## DATA IN THIS EXERCISE
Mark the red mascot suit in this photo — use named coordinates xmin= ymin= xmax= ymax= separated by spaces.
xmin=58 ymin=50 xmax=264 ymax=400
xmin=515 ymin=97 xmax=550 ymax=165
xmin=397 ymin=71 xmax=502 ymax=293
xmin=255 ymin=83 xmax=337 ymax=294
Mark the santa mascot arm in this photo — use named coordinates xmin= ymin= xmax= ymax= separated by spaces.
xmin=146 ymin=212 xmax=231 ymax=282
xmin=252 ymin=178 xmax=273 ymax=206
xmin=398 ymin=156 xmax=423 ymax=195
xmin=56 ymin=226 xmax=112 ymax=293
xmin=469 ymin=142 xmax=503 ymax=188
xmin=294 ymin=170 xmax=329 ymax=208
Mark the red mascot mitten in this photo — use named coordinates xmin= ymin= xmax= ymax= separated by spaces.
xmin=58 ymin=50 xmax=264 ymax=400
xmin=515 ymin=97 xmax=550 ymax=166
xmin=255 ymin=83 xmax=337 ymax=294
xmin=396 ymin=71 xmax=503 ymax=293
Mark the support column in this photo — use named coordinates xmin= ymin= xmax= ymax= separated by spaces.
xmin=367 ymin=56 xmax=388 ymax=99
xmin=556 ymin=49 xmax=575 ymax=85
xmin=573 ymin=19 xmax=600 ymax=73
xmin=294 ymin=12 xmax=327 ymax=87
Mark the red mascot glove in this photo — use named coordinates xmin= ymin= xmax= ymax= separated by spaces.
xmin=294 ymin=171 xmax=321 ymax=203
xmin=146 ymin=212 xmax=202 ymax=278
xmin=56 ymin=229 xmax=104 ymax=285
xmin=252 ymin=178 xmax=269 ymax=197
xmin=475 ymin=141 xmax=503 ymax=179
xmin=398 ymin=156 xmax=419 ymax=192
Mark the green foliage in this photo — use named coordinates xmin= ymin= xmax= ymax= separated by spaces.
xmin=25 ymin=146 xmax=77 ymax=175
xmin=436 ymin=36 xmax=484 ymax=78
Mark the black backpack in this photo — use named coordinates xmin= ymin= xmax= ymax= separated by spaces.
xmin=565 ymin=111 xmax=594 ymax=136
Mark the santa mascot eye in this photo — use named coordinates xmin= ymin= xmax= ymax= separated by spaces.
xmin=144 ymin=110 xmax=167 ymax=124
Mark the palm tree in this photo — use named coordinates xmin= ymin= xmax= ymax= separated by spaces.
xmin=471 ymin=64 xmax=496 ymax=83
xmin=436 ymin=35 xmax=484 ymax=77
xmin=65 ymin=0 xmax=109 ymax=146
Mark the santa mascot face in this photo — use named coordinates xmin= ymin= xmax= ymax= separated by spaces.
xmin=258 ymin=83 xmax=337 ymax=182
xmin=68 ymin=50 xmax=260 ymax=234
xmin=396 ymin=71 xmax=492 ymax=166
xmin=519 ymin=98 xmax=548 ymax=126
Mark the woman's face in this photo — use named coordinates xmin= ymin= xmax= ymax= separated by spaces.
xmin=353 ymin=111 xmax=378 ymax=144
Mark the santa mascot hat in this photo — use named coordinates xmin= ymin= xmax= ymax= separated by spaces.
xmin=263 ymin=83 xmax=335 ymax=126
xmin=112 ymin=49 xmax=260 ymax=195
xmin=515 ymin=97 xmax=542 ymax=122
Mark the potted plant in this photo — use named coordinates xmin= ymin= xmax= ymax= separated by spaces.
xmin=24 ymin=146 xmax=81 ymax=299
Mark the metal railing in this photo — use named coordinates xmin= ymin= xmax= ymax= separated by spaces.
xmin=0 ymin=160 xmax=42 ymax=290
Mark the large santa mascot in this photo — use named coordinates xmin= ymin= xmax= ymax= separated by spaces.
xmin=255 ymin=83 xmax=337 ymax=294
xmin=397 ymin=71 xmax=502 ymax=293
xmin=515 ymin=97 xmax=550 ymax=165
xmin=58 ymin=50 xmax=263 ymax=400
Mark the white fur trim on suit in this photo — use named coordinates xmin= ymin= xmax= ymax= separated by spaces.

## EXERCISE DESCRIPTION
Every line above needs to be retyped exactly.

## TASK RESPONSE
Mark the red mascot suit in this photo — use named coordinates xmin= ymin= xmax= ymax= separated by spaces.
xmin=58 ymin=50 xmax=264 ymax=400
xmin=515 ymin=97 xmax=550 ymax=165
xmin=397 ymin=71 xmax=502 ymax=293
xmin=255 ymin=83 xmax=337 ymax=294
Mark the santa mascot arm in this photo — use named coordinates xmin= ymin= xmax= ymax= separated by spaces.
xmin=146 ymin=212 xmax=231 ymax=282
xmin=252 ymin=178 xmax=273 ymax=206
xmin=398 ymin=156 xmax=423 ymax=195
xmin=56 ymin=226 xmax=112 ymax=293
xmin=469 ymin=142 xmax=503 ymax=188
xmin=294 ymin=170 xmax=329 ymax=208
Mark the red mascot mitten in this photo — use named coordinates xmin= ymin= xmax= ymax= separated by spaces.
xmin=58 ymin=50 xmax=264 ymax=400
xmin=515 ymin=97 xmax=550 ymax=166
xmin=255 ymin=83 xmax=337 ymax=294
xmin=396 ymin=71 xmax=503 ymax=293
Mark the support column in this photo — use named coordinates xmin= ymin= xmax= ymax= separated by spaces.
xmin=367 ymin=56 xmax=388 ymax=99
xmin=556 ymin=49 xmax=575 ymax=85
xmin=573 ymin=19 xmax=600 ymax=73
xmin=294 ymin=12 xmax=327 ymax=87
Mark the red mascot glove in this photo — use named coordinates xmin= ymin= xmax= ymax= separated by spaces.
xmin=294 ymin=171 xmax=321 ymax=203
xmin=146 ymin=212 xmax=202 ymax=278
xmin=56 ymin=229 xmax=104 ymax=285
xmin=252 ymin=178 xmax=269 ymax=197
xmin=475 ymin=141 xmax=503 ymax=179
xmin=398 ymin=156 xmax=419 ymax=192
Mark the green foliage in this photo — use named coordinates xmin= ymin= xmax= ymax= separated by spaces.
xmin=25 ymin=146 xmax=77 ymax=175
xmin=436 ymin=36 xmax=484 ymax=78
Mark the black backpack in this photo — use named coordinates xmin= ymin= xmax= ymax= separated by spaces.
xmin=565 ymin=111 xmax=594 ymax=136
Mark the santa mascot eye in this photo — use named coordinates xmin= ymin= xmax= ymax= separated by spaces.
xmin=144 ymin=110 xmax=167 ymax=124
Mark the palm tree in this photo — use named coordinates xmin= ymin= xmax= ymax= separated by spaces.
xmin=471 ymin=64 xmax=496 ymax=83
xmin=436 ymin=35 xmax=484 ymax=77
xmin=65 ymin=0 xmax=109 ymax=146
Mark the santa mascot face in this photo — use named coordinates xmin= ymin= xmax= ymax= separated by spaces.
xmin=258 ymin=83 xmax=337 ymax=182
xmin=68 ymin=50 xmax=260 ymax=234
xmin=396 ymin=71 xmax=492 ymax=166
xmin=519 ymin=98 xmax=548 ymax=126
Mark the woman's face in this photo — use named coordinates xmin= ymin= xmax= ymax= separated by spaces.
xmin=353 ymin=111 xmax=378 ymax=144
Mark the santa mascot hat in this photo — use named coordinates xmin= ymin= xmax= ymax= separated by spaces.
xmin=263 ymin=83 xmax=335 ymax=126
xmin=112 ymin=49 xmax=260 ymax=195
xmin=515 ymin=97 xmax=542 ymax=122
Mark the potted plant in this photo — use named coordinates xmin= ymin= xmax= ymax= separated by spaces.
xmin=24 ymin=146 xmax=81 ymax=299
Mark the metal railing in this photo — use named coordinates xmin= ymin= xmax= ymax= separated by spaces.
xmin=0 ymin=160 xmax=42 ymax=290
Mark the large santa mascot in this photo — use named coordinates xmin= ymin= xmax= ymax= separated by spaces.
xmin=255 ymin=83 xmax=337 ymax=294
xmin=397 ymin=71 xmax=502 ymax=293
xmin=515 ymin=97 xmax=550 ymax=165
xmin=58 ymin=50 xmax=263 ymax=400
Mark the white fur trim on suit in this photo — use named coordinates xmin= ymin= xmax= ymax= separated by spaces.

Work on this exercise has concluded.